Dans « Zone euro : les clandestins le resteront jusqu’au bout » nous disions que la prochaine étape de la clandestinité serait sans le dire l’ouverture maximale des robinets de la BCE. C’est chose faite aujourd’hui avec le lancement d’offres à 3 ans sur la base d’un collatéral qualitativement généreux et quantitativement illimité, le tout assorti d’un taux d’intérêt très inférieur aux meilleurs taux offerts sur les dettes souveraines de qualité. Et cette ouverture maximale porte un nom chez les financiers : le « Sarko trade » pour ainsi désigner ce que le président Français aurait obtenu, au terme d’interminables négociations.
A priori, il s’agit d’un cadeau direct aux banques assorti d’un cadeau indirect aux Etats.
Cadeau direct aux banques en ce que ces dernières peuvent se soulager d’une masse considérable d’actifs, dont la qualité sera fort peu vérifiée par la BCE, contre des liquidités offrant des potentialités importantes. C’est ce qui vient de se passer concrètement pour les banques, qui viennent d’acheter de la dette espagnole, à partir des fonds de la BCE, opération ayant rapportée 300 points de base.
Mais aussi cadeau indirect aux Etats, qui se trouvent en présence d’un système financier davantage acheteur, en raison de béquilles offertes par la BCE. De quoi financer la dette en espérant des taux acceptables.
Pour autant les effets secondaires méritent d’être analysés.
Dans cette opération il n’y a pas de disparition de collatéral, et celui cédé à la BCE est remplacé par de la dette souveraine fraiche. Seule la différence de qualité peut être évoquée, et il est évident, que si à l’avenir la BCE se fait plus exigeante, en refusant par exemple du crédit à la consommation espagnol comme collatéral, il est possible que l’image des bilans bancaires ne s’améliore guère. Ce qui , de fait, signifie que l’amélioration de l’image des bilans ne puisse se réaliser que si la BCE accepte un statut de « Bad bank ».

* _DONNÉES FOURNIES_
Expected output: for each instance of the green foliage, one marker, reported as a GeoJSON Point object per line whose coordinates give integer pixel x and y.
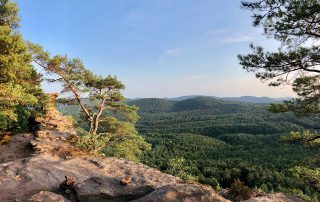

* _CONSIGNES_
1) Mettez à jour le passage de l'extrait sur la BCE, de « Cadeau direct aux banques en » à « points de base. », en remplaçant « espagnole » par « italienne ».
2) Répondez à ces questions d'après l'extrait sur la BCE :
(a) Quel nom les financiers donnent-ils à l'ouverture maximale des robinets de la BCE ?
(b) Combien de points de base l'achat de dette espagnole a-t-il rapporté aux banques ?
(c) Quel statut la BCE doit-elle accepter pour que l'image des bilans s'améliore ?

* _LES RÉPONSES_
1)
Cadeau direct aux banques en ce que ces dernières peuvent se soulager d’une masse considérable d’actifs, dont la qualité sera fort peu vérifiée par la BCE, contre des liquidités offrant des potentialités importantes. C’est ce qui vient de se passer concrètement pour les banques, qui viennent d’acheter de la dette italienne, à partir des fonds de la BCE, opération ayant rapportée 300 points de base.

2)
(a) Le « Sarko trade ».
(b) 300 points de base.
(c) Celui de « Bad bank ».